::: TESTO DI PARTENZA

Nel film, Antonietta De Lillo ha fatto confluire le recenti esperienze dei film partecipati realizzati in questi anni (“Il pranzo di Natale” e il nuovo “Oggi insieme, domani anche”, del quale saranno mostrate alcune clip sempre a Torino). “Ma stavolta è stato divertente – spiega – lavorare su materiali miei, trattandoli come se fossero filmati di archivio. Ciò mi ha permesso di pormi nei confronti di quelle immagini quasi da spettatrice esterna, per provare a farle parlare in maniera inedita. Per comporre il ritratto complesso di Alda Merini, poi, mi sono aiutata anche con i dettagli significanti del suo volto, degli occhi, delle mani, di un corpo capace di farsi a sua volta elemento narrativo”.
In un momento felice per il cinema italiano del reale, l’approccio di Antonietta De Lillo al documentario resta originale. “Credo nel concetto di “film partecipato” e – sottolinea la regista – proseguirò anche in futuro su questa strada, tra sguardo al futuro e recupero della memoria. E mi sembra che, anche da parte del pubblico italiano, vi sia voglia di un altro tipo di cinema. Però, al tempo stesso, 10 anni dopo “Il resto di niente” per me è anche giunto il momento per un nuovo film di finzione: terminerò presto la sceneggiatura e vorrei girarlo a Napoli nella seconda metà del prossimo anno”.

domenica 17 novembre 2013

DI "RITRATTI ABUSIVI" E NUOVO CINEMA ITALIANO DEL REALE

Di Diego Del Pozzo

Il cinema italiano del reale continua a mietere successi nei principali festival specializzati, con la speranza che non si tratti di una voglia delle giurie di sentirsi alla moda - della serie "real is cool" - ma di un sincero riconoscimento allo sguardo di una generazione di cineasti indipendenti che, proprio attraverso il documentario, pare aver recuperato la capacità di narrare sullo schermo cinematografico le complessità di ciò che ci circonda, in un momento storico nel quale le certezze (anche linguistiche) si fanno sempre più labili.
Così, dopo il successo di "Sacro GRA" di Gianfranco Rosi alla Mostra di Venezia, ieri sera la giuria del Festival di Roma presieduta da James Gray ha deciso di premiare come miglior film "Tir", affascinante mix di finzione e realtà realizzato dal documentarista Alberto Fasulo, che ha coinvolto l'attore Branko Zavrsan, facendogli interpretare (ma, forse, il termine è improprio) un autista di tir in giro per l'Europa per tre mesi, dopo averlo fatto assumere a tempo determinato da una ditta di trasporti italiana.
Un panorama del Parco Saraceno da "Ritratti abusivi"

::::::
::: ESTRATTO DEI DATI

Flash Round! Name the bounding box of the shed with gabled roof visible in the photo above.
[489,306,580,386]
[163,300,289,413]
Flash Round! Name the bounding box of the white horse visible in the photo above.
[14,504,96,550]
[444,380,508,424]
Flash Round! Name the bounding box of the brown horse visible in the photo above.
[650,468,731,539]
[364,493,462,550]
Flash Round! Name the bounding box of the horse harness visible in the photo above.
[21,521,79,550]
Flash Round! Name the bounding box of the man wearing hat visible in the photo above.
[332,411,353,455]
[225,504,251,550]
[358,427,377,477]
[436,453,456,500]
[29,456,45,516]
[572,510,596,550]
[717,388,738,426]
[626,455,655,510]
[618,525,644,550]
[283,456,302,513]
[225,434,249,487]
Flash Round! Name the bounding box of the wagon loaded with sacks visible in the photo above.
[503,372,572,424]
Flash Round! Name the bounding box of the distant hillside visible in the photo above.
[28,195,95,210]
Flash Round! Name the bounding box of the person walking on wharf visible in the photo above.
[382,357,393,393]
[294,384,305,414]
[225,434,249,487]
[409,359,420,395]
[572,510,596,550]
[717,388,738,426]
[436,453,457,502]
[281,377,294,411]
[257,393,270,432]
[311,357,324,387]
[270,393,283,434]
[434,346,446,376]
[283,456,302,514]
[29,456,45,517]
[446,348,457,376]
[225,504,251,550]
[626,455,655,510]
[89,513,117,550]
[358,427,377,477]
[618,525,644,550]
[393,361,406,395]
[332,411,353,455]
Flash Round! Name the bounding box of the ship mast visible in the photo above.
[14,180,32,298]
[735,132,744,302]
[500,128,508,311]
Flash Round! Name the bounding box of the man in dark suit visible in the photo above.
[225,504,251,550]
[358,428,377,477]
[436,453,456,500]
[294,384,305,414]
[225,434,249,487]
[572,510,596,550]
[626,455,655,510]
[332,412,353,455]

::::::

* COMPITI:
(1) Secondo il testo di partenza, a quale film ha assegnato il premio come miglior film la giuria del Festival di Roma presieduta da James Gray?
(2) Trascrivi dal testo di partenza il brano che comincia con "Di Diego Del" e finisce con "sempre più labili.".
Le voci sono materiale a sé stante e non hanno legami con il testo di partenza.

* SOLUZIONI:
(1) Ha premiato "Tir", realizzato dal documentarista Alberto Fasulo.

(2)
Di Diego Del Pozzo

Il cinema italiano del reale continua a mietere successi nei principali festival specializzati, con la speranza che non si tratti di una voglia delle giurie di sentirsi alla moda - della serie "real is cool" - ma di un sincero riconoscimento allo sguardo di una generazione di cineasti indipendenti che, proprio attraverso il documentario, pare aver recuperato la capacità di narrare sullo schermo cinematografico le complessità di ciò che ci circonda, in un momento storico nel quale le certezze (anche linguistiche) si fanno sempre più labili.